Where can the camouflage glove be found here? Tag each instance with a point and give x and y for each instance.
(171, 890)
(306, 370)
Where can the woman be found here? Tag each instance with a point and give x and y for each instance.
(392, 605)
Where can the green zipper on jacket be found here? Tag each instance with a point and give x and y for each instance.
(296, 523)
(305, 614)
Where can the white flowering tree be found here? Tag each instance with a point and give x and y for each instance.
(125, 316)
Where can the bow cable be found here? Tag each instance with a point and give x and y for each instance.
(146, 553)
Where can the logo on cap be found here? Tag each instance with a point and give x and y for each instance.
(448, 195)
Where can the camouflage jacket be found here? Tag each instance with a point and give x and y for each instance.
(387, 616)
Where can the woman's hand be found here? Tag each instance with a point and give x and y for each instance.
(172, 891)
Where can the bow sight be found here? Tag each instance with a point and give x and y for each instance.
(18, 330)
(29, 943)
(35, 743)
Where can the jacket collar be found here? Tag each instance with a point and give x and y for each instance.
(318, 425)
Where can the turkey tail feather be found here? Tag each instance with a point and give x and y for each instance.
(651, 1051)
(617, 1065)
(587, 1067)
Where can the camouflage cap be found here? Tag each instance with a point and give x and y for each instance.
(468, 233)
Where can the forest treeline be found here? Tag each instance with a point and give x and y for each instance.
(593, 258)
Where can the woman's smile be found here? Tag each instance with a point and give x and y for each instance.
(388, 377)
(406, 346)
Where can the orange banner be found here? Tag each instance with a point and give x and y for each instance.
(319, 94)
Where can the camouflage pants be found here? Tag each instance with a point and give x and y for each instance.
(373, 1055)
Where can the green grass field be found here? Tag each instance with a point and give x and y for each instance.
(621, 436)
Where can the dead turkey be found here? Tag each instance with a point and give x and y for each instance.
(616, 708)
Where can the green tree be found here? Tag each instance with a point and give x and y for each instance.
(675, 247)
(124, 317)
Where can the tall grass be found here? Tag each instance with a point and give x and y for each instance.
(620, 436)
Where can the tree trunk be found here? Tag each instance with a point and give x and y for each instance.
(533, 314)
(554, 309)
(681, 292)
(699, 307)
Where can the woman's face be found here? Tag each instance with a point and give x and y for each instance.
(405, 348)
####
■ Task to complete ■
Transcribe the material in full; every line must match exactly.

■ Answer space ■
Where can the camouflage glove be found here? Tag each instance with a point and give x and y for each instance.
(171, 890)
(306, 370)
Where can the woman be found here? Tag each instance with a point and give x and y for each instance.
(392, 605)
Where can the green zipper on jacket be found here? Tag each instance with a point and give x and y for each instance.
(296, 523)
(305, 614)
Where can the white flowering tree be found here? Tag each instance with a point and give x and y for each instance.
(125, 316)
Where can the bow cable be found here? Tag each instance with a point and give x and y for each instance.
(146, 553)
Where can the logo on cap be found here? Tag each instance with a point and give x and y for each instance.
(448, 195)
Where can the camouflage jacket be found here? Tag each instance with a point and give x and y for each instance.
(387, 616)
Where can the woman's hand be found here? Tag each instance with a point and give x and y for each instance.
(172, 891)
Where can the bow sight be found here? Tag each instance with a point and give x and y for each instance.
(18, 330)
(29, 943)
(35, 743)
Where can the jacket collar be found here? Tag each instance with a point and give x and y for each instance.
(318, 425)
Where can the turkey tail feather be found here? Tag each instance with a point and give x and y for each instance.
(651, 1051)
(617, 1065)
(587, 1067)
Where can the camouflage cap be found here? Tag each instance with a point and give x and y for each instance.
(468, 233)
Where can the forest treeline be found here? Tag each instance with a point and give x and y for each instance.
(593, 258)
Where can the woman's smile be found here? Tag each instance with a point and give x and y for each instance.
(388, 377)
(406, 346)
Where can the orange banner be found here? Tag each instance with a point and give x and y for each instance.
(319, 94)
Where can the camouflage pants be found here? Tag each instance with a point and give x and y for each instance.
(373, 1055)
Where can the green grass field be found here? Tag each instance with a point and give x and y for each instance.
(621, 436)
Where can the dead turkey be found here? Tag each instance with a point and give x and y for each instance.
(616, 708)
Where can the green tree be found here? Tag each instance with a point and give x and y for each instance.
(675, 247)
(124, 317)
Where can the tall grass be found here? Tag each instance with a point and give x and y for each instance.
(620, 436)
Where can the tree trunk be found here? Tag each instance with a point and give x and y for each instance.
(533, 314)
(554, 309)
(681, 292)
(699, 307)
Where can the woman's face be found here? Tag each instance with a point and give x and y for each instance.
(405, 348)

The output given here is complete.